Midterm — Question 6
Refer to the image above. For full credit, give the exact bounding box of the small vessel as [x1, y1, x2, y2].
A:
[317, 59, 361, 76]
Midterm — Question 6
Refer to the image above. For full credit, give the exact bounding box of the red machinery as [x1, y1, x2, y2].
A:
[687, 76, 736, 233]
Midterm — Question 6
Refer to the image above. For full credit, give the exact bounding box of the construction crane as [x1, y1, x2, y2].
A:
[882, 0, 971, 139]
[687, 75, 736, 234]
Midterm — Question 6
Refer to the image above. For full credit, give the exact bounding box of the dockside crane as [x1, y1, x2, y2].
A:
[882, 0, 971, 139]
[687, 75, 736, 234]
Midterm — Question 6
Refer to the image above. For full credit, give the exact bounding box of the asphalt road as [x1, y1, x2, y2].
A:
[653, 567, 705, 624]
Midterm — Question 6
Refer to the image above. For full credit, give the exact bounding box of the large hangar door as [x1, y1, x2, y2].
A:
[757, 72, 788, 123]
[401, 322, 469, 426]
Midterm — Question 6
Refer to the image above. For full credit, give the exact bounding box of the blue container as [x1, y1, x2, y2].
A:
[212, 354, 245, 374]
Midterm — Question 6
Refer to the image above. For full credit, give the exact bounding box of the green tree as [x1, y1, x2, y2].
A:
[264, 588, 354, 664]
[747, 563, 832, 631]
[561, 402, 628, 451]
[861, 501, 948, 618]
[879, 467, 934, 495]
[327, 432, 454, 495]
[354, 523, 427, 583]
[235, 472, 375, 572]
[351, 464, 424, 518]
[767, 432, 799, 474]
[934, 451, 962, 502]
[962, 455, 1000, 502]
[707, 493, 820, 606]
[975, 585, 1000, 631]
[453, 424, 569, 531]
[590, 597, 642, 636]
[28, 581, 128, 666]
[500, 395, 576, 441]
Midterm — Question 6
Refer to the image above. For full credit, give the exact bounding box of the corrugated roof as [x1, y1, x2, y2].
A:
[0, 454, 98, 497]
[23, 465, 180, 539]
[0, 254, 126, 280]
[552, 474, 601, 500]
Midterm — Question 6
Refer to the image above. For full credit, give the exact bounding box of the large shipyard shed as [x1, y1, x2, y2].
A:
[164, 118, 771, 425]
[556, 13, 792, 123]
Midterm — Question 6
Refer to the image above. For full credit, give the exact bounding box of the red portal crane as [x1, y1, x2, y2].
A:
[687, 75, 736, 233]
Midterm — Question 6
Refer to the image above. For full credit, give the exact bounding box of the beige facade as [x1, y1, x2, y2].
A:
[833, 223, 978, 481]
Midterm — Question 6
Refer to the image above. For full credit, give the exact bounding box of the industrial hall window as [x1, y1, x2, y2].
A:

---------------

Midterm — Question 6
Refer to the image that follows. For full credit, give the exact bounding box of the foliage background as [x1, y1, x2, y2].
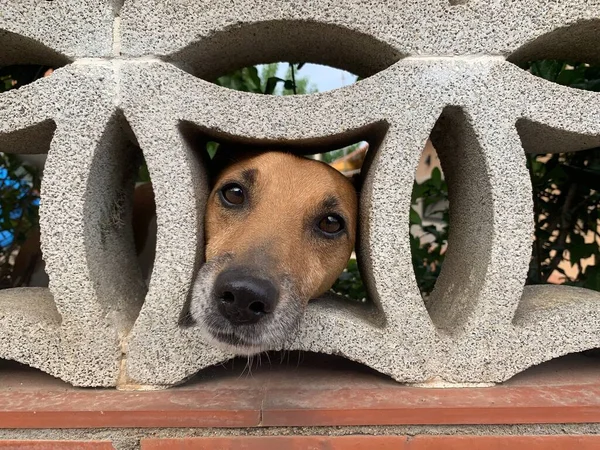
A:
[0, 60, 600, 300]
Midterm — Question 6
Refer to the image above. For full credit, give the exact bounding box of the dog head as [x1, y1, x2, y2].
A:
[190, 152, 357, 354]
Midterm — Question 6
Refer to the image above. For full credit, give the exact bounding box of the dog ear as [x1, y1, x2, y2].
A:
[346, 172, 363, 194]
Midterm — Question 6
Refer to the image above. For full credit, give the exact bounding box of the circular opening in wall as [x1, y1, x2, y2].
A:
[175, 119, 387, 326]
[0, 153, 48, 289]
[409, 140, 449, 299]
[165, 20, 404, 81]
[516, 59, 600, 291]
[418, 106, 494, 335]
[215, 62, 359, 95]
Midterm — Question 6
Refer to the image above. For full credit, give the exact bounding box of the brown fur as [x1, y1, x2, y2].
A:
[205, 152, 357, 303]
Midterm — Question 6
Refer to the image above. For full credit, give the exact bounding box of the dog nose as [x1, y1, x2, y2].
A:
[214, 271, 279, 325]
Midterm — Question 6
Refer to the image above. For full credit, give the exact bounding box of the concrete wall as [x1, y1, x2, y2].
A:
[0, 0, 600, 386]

---------------

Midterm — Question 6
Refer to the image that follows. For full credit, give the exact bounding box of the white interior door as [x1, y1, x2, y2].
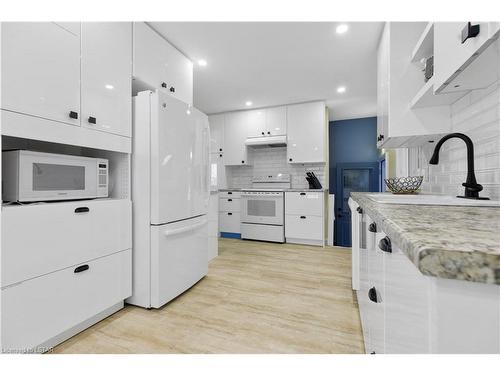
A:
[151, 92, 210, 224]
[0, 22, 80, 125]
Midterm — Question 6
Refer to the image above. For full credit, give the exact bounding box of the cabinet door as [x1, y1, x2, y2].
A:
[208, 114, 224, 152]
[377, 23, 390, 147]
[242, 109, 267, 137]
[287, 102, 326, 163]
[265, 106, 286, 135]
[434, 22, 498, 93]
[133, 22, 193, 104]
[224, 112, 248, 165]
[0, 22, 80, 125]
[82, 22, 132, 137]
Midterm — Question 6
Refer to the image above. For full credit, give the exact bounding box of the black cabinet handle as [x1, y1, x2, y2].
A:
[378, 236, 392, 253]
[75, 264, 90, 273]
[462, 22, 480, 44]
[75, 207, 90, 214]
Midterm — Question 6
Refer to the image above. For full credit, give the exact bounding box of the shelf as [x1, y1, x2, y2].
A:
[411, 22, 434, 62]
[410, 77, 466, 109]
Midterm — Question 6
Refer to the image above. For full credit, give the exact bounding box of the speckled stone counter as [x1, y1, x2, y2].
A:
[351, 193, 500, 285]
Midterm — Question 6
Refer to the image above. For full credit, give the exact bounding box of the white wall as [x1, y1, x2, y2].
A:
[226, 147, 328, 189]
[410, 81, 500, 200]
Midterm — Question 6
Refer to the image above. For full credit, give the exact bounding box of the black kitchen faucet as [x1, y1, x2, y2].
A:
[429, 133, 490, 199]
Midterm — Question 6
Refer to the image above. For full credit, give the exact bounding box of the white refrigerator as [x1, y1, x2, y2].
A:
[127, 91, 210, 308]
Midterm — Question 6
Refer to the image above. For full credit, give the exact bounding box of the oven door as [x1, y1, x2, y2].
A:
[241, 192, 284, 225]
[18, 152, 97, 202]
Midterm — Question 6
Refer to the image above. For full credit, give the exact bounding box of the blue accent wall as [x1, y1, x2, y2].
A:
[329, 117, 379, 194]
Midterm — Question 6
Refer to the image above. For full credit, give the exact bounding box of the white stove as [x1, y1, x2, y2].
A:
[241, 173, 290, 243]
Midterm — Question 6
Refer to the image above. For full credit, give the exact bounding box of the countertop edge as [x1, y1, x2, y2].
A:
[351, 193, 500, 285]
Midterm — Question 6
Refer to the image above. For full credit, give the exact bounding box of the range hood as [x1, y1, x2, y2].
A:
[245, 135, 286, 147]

---------------

> [Your goal]
Count the lines in the rows above that contain the string "black", with case counting, and give only that number.

> [Answer to the problem]
2